_Data extract_
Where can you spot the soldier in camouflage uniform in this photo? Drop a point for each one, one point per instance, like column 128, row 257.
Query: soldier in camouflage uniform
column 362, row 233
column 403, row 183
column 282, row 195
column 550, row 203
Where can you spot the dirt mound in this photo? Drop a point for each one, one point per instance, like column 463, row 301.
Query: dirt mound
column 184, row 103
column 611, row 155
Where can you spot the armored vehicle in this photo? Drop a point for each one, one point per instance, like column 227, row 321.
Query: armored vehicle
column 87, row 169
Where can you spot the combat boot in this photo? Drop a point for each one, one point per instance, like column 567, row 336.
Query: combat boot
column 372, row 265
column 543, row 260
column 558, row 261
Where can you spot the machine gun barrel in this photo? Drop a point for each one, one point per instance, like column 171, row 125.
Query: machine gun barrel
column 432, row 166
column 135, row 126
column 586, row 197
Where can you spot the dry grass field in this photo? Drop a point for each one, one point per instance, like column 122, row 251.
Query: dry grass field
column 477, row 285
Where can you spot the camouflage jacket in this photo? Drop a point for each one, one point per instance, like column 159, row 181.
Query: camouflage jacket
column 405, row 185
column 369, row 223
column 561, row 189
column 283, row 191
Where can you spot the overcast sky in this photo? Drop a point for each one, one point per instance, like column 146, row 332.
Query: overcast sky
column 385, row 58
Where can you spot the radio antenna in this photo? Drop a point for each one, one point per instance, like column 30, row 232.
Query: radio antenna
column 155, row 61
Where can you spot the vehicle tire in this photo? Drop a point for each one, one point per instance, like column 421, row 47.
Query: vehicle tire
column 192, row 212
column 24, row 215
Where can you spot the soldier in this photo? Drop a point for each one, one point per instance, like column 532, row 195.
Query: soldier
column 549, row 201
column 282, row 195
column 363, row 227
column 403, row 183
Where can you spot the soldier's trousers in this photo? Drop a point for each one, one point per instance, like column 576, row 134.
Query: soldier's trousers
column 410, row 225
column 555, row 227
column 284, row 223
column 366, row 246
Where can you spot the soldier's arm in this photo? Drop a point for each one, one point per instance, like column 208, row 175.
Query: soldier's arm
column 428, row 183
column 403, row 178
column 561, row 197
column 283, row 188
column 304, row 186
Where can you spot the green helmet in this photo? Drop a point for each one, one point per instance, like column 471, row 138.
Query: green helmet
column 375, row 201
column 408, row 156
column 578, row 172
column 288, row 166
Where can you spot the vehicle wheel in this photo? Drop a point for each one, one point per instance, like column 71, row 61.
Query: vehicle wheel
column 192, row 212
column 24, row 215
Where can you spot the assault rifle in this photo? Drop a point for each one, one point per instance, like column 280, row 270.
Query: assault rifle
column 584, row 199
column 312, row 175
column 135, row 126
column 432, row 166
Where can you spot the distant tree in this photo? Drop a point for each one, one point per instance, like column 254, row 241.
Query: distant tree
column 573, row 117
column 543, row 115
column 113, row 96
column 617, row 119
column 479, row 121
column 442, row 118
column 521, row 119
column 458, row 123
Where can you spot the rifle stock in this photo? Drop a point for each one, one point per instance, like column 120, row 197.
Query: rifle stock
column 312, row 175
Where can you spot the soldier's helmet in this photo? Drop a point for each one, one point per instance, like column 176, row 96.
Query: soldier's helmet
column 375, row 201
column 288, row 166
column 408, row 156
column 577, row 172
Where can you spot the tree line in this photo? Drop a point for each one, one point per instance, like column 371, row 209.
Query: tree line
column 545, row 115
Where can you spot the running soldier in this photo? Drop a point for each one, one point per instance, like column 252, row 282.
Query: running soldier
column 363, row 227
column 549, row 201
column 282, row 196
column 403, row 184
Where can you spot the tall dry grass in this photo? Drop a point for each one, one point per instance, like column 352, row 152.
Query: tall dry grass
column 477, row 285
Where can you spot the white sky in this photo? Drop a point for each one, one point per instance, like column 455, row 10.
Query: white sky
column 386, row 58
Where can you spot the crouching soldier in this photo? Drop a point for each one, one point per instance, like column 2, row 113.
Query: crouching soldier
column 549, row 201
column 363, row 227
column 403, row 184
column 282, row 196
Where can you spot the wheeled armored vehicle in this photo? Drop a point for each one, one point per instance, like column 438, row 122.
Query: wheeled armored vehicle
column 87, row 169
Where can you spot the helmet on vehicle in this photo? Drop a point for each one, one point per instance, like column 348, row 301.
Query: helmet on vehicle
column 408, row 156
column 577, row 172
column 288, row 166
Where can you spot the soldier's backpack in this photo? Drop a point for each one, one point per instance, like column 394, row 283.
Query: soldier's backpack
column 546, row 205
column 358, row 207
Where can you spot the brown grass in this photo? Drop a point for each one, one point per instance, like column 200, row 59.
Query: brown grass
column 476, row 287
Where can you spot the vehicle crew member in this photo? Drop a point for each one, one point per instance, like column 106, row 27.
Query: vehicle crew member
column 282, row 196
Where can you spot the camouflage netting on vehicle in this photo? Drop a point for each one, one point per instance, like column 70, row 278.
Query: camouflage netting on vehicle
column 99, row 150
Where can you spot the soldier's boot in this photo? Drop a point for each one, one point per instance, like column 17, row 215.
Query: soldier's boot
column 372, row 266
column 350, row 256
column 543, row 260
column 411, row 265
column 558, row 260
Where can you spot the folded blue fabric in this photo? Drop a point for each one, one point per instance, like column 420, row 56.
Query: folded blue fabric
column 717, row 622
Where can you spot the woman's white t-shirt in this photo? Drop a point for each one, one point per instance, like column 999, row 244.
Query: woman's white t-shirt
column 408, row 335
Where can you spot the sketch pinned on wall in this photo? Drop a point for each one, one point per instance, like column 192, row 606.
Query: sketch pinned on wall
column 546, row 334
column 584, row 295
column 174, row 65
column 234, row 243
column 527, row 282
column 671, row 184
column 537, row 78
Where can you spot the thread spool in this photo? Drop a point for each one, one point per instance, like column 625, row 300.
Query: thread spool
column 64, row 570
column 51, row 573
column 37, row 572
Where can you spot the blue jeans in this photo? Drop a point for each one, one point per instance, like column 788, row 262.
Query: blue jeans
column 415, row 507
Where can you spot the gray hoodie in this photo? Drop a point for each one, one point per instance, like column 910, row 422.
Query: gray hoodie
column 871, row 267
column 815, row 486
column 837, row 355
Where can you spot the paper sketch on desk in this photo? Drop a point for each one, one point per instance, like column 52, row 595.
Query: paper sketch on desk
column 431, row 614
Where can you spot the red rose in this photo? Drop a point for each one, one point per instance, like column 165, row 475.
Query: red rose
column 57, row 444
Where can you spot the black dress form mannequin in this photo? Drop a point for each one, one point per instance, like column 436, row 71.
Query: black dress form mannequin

_What you need to do_
Copy each line in the entries above where the word "mannequin" shows up.

_Output below_
Where can you spot the black dress form mannequin in this photo? Drop a point for each one, one point per instance, like column 436, row 71.
Query: black dress form mannequin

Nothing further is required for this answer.